#### Excerpt
━━━━

Delegated Vote

Gerrymandering Rehabilitated

The Delegated Vote has a very different approach to the role of constituencies. The top two candidates are automatically given seats with different voting powers. 1 The remainder of the vote is dealt with by merging constituencies. This system allows us to retain constituencies, (essential for maintaining local representation) whilst allowing parties with a fraction of the national vote to gain representation.

Although this system uses constituencies, it is not bound by them. The universal value of the vote means that votes can move safely between constituencies. Candidates stand in more than one constituency and pool the vote between them. To gain a seat they need to have received enough votes to put them above the average of the bottom fifty constituency MPs but also below the average of the top fifty constituency MPs. The lower limit exists to ensure that although there is variation in the power of MPs, there is no difference between MPs elected by single constituencies or those elected by multiple ones. The upper limit is there to ensure that it is never to anyone’s advantage to concentrate more votes in fewer individuals. This can loosely be seen as Gerrymandering rehabilitated, instead of drawing boundaries to bury opposition parties as minorities parties can effectively draw their own constituency boundaries so their likely voters are inside without being able to exclude or bury the voters of other parties.

━━━━

#### Written tasks
a - Please update the Delegated Vote passage starting at "The Delegated Vote" and ending at "to gain representation.", swapping "local representation" for "regional representation".
b - In the Delegated Vote passage, what is the upper limit meant to ensure?
c - Name every group of MPs that the Delegated Vote passage refers to.

[Image location labeling entries]
━━━━

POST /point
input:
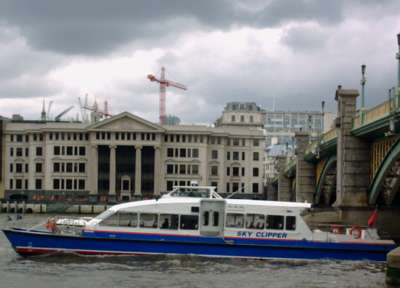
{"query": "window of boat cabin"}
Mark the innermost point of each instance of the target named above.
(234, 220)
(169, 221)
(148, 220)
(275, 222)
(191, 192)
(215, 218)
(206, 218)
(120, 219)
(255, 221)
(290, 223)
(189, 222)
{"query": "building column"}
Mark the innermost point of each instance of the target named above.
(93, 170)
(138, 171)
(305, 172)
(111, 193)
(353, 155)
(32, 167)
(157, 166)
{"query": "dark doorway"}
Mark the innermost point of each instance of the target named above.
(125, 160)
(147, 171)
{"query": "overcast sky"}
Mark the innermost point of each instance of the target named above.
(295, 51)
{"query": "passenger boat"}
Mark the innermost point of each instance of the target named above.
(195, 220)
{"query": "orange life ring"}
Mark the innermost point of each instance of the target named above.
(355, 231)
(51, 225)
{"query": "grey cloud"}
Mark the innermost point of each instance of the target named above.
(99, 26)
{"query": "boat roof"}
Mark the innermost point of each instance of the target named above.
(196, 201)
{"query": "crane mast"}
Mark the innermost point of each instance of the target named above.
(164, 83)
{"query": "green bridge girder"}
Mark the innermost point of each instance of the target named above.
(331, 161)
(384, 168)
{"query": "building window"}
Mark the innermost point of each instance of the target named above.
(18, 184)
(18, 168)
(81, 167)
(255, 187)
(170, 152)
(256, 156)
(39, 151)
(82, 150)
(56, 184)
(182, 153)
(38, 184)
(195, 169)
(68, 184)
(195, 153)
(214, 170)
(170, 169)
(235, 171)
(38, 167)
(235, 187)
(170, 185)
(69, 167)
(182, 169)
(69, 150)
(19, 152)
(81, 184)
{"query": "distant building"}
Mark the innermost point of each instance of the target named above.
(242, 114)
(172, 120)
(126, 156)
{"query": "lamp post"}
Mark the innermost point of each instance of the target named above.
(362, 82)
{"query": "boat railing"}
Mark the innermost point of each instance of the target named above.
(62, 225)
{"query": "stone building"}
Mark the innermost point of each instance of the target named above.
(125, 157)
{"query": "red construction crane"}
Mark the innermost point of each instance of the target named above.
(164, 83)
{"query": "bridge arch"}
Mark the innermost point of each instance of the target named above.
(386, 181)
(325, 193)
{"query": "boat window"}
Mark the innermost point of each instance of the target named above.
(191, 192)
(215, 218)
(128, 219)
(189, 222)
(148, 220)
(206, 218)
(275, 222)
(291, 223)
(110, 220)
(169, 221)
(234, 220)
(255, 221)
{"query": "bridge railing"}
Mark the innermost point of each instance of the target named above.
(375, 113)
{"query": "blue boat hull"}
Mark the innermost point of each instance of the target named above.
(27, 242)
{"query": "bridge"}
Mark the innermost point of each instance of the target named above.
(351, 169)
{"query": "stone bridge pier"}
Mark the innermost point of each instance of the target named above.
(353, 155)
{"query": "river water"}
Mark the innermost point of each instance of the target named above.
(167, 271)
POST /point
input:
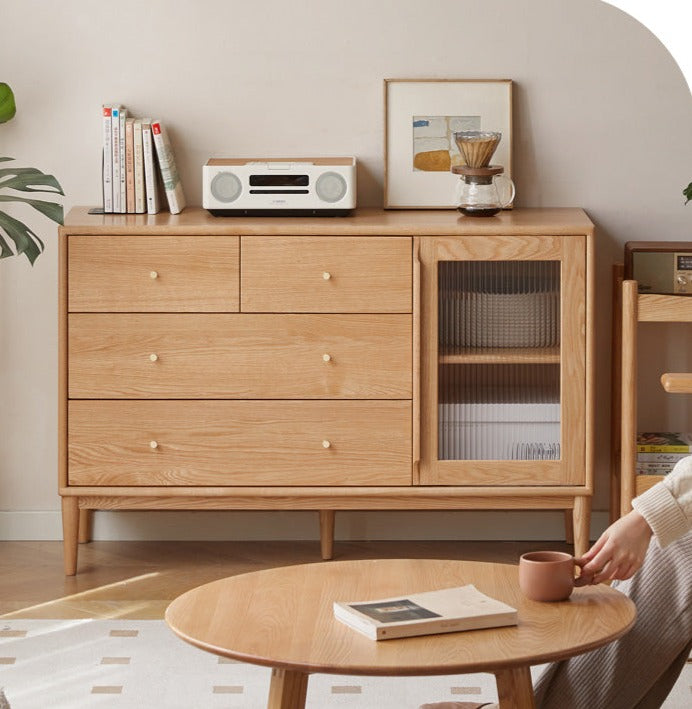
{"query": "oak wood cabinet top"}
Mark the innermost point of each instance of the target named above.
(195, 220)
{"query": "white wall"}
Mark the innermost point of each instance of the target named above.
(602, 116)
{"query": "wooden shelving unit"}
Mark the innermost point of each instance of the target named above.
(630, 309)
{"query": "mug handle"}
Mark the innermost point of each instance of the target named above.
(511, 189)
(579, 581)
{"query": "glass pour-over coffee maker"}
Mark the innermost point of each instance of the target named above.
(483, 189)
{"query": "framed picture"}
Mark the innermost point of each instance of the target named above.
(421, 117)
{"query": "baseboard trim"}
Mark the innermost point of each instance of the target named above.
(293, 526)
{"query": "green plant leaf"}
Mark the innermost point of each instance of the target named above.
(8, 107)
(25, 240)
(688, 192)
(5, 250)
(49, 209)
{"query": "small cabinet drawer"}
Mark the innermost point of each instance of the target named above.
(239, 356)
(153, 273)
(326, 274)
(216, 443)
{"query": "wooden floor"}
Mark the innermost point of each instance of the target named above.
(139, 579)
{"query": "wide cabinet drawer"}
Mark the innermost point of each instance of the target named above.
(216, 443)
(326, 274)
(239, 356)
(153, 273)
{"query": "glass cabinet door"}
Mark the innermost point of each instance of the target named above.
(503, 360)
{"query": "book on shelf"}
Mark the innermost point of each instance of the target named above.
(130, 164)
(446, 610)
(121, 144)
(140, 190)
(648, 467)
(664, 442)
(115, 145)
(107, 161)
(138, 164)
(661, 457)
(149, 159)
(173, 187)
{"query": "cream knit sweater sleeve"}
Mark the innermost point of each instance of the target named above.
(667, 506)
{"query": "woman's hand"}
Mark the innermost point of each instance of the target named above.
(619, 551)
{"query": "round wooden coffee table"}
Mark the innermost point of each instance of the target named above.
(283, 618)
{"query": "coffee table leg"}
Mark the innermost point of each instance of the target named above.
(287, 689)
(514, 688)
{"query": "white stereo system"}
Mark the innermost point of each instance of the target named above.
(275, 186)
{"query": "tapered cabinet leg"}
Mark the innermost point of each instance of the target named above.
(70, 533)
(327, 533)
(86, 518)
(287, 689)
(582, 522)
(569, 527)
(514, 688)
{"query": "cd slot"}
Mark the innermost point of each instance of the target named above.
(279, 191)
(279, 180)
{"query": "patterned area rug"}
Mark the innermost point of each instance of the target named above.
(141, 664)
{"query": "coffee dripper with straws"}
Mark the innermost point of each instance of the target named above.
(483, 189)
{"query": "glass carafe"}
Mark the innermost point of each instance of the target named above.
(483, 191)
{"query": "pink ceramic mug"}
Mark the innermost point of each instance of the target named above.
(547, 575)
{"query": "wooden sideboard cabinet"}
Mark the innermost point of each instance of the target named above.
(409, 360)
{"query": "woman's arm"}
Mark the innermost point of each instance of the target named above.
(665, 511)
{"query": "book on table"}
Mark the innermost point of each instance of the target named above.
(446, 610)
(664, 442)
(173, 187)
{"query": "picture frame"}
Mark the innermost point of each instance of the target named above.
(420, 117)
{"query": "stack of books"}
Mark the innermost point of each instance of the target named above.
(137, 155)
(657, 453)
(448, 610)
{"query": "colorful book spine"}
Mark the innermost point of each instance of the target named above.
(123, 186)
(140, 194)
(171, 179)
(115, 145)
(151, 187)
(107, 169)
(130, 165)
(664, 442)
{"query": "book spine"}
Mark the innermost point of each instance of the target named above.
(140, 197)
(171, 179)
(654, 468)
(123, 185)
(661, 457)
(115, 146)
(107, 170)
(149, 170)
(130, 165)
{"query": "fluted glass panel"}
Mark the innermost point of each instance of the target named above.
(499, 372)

━━━━

#### Answers to the problems
a -
The Delegated Vote has a very different approach to the role of constituencies. The top two candidates are automatically given seats with different voting powers. 1 The remainder of the vote is dealt with by merging constituencies. This system allows us to retain constituencies, (essential for maintaining regional representation) whilst allowing parties with a fraction of the national vote to gain representation.

b - It ensures that it is never to anyone's advantage to concentrate more votes in fewer individuals.

c -
- the bottom fifty constituency MPs
- the top fifty constituency MPs
- MPs elected by single constituencies
- MPs elected by multiple constituencies